▸ Try it
Copy every line from the records below that holds the word "nightstand".

▸ Extracted data
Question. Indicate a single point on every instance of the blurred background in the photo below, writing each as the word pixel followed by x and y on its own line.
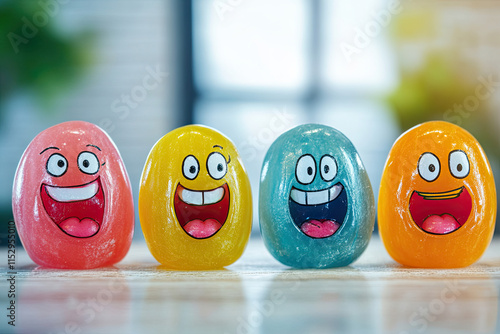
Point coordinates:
pixel 249 68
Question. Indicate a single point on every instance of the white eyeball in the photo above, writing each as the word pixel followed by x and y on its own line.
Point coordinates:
pixel 190 167
pixel 216 165
pixel 328 168
pixel 88 163
pixel 429 167
pixel 459 164
pixel 305 171
pixel 57 165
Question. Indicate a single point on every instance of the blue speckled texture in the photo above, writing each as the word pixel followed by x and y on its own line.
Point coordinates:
pixel 281 236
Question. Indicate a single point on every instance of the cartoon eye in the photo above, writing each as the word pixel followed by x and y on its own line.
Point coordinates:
pixel 190 167
pixel 88 163
pixel 328 168
pixel 216 165
pixel 429 167
pixel 305 171
pixel 57 165
pixel 459 164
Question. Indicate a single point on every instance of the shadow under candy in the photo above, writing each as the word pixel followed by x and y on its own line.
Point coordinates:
pixel 190 302
pixel 72 301
pixel 434 301
pixel 315 301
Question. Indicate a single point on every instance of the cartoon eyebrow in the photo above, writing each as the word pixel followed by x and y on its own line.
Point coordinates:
pixel 222 149
pixel 51 148
pixel 94 146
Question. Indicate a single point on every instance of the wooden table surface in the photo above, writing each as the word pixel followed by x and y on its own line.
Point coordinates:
pixel 255 295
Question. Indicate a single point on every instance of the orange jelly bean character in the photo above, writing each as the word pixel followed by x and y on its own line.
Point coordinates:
pixel 437 200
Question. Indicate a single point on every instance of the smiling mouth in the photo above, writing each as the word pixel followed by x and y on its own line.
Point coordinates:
pixel 442 212
pixel 318 214
pixel 201 214
pixel 77 210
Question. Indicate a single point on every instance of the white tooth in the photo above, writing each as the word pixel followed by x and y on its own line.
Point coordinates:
pixel 317 197
pixel 213 196
pixel 335 191
pixel 298 196
pixel 192 197
pixel 69 194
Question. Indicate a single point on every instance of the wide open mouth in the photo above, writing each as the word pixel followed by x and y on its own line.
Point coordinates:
pixel 77 210
pixel 318 214
pixel 442 212
pixel 201 213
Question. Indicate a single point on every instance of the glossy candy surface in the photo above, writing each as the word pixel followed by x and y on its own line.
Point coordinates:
pixel 316 202
pixel 437 201
pixel 195 200
pixel 72 199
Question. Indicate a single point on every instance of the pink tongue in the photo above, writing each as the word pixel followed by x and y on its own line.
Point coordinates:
pixel 440 224
pixel 317 229
pixel 80 228
pixel 202 229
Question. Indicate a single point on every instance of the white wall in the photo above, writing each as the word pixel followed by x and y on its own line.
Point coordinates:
pixel 132 37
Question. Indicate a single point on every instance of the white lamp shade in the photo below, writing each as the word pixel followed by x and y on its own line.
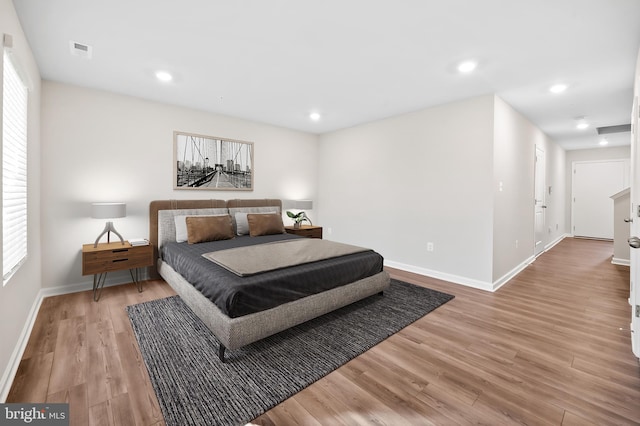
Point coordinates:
pixel 108 210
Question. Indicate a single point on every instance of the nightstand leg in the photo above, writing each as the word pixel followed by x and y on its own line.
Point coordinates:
pixel 136 278
pixel 98 285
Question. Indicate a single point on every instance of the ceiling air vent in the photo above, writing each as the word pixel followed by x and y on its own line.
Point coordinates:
pixel 80 49
pixel 621 128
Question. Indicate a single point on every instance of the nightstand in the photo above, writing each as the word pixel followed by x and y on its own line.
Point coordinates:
pixel 109 257
pixel 308 231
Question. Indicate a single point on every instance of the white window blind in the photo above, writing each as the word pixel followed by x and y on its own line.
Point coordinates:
pixel 14 170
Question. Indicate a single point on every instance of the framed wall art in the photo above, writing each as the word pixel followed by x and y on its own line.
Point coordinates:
pixel 212 163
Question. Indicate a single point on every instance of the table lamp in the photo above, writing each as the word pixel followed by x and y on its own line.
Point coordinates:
pixel 108 211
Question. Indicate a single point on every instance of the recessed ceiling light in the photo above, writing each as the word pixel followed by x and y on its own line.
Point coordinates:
pixel 164 76
pixel 467 66
pixel 558 88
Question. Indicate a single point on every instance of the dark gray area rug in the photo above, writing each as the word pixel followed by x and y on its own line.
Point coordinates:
pixel 195 388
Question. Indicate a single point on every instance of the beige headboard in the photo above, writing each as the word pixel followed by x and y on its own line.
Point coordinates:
pixel 157 205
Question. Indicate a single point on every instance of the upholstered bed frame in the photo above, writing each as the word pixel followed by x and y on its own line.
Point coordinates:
pixel 236 332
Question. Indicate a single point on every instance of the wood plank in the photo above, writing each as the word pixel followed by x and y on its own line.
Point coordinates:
pixel 552 346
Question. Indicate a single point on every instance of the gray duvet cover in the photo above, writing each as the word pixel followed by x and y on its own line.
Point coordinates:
pixel 237 296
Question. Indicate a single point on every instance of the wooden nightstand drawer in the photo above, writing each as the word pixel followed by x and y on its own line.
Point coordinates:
pixel 114 257
pixel 305 231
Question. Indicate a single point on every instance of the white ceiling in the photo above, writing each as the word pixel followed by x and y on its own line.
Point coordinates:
pixel 353 61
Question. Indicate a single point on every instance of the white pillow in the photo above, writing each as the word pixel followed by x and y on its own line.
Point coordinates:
pixel 242 224
pixel 181 225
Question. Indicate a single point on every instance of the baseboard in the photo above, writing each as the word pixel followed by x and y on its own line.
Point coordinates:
pixel 456 279
pixel 553 243
pixel 622 262
pixel 512 273
pixel 14 362
pixel 468 281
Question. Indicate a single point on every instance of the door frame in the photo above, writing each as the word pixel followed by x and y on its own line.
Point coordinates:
pixel 627 179
pixel 538 248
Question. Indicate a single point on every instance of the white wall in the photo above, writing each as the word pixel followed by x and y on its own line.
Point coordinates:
pixel 596 154
pixel 514 159
pixel 396 184
pixel 100 146
pixel 433 176
pixel 18 296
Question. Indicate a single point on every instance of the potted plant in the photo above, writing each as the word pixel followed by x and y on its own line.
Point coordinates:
pixel 298 218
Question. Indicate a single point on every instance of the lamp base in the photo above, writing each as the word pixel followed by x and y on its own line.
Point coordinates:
pixel 108 229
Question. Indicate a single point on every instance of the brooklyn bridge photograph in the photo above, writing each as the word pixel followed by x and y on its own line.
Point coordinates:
pixel 207 162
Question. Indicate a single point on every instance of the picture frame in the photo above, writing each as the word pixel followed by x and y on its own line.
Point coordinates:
pixel 203 162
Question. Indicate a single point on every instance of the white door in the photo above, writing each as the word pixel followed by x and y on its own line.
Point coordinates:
pixel 539 204
pixel 634 298
pixel 594 182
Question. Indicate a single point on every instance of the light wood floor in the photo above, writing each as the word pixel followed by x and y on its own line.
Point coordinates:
pixel 550 348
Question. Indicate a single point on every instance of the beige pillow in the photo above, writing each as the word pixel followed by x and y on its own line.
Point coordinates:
pixel 265 224
pixel 201 229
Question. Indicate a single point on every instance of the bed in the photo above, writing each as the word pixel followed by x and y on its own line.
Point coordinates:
pixel 254 310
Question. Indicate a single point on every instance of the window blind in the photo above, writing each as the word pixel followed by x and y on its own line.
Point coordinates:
pixel 14 170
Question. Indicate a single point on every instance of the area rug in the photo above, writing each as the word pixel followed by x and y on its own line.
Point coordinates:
pixel 194 388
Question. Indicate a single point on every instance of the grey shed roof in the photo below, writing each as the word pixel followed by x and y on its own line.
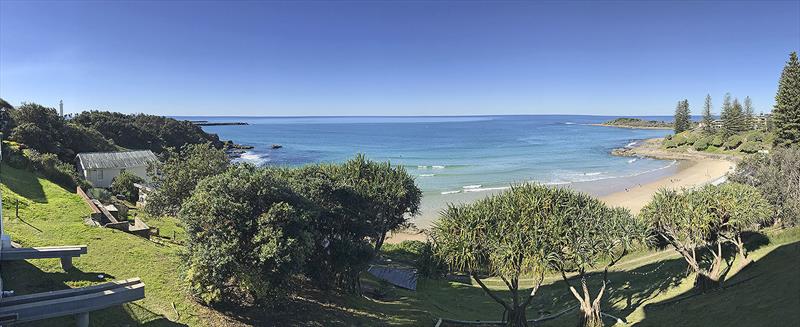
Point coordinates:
pixel 97 160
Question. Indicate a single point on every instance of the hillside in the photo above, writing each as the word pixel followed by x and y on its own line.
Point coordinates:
pixel 762 294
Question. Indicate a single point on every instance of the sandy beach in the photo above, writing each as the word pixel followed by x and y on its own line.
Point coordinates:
pixel 692 169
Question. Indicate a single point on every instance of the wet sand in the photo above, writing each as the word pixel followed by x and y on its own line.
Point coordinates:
pixel 690 170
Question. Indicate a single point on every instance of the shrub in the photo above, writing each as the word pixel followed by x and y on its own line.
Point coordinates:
pixel 733 142
pixel 777 176
pixel 750 147
pixel 100 194
pixel 53 169
pixel 701 144
pixel 124 184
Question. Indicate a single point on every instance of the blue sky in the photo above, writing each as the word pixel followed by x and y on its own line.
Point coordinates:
pixel 393 57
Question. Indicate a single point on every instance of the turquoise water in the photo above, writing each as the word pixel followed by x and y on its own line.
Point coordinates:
pixel 451 155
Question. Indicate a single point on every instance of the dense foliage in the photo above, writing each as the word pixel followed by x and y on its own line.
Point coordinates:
pixel 777 176
pixel 683 120
pixel 530 229
pixel 141 131
pixel 708 118
pixel 696 220
pixel 247 236
pixel 331 216
pixel 124 184
pixel 42 129
pixel 175 177
pixel 638 122
pixel 786 114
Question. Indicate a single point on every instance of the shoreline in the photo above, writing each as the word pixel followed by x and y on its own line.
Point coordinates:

▸ Exercise answer
Question. Indicate a single point on every instance of the nightstand leg in the photo above, writing each as the word pixel followed by x and y on its own line.
Question. Indicate a single point on every instance of the nightstand in the photo above, writing each as the word pixel followed by x and y on its own line.
Question. Indicate a single point on every instance of the wooden nightstand drawer in the photo above, writing each as the word pixel followed by x and y on its own line.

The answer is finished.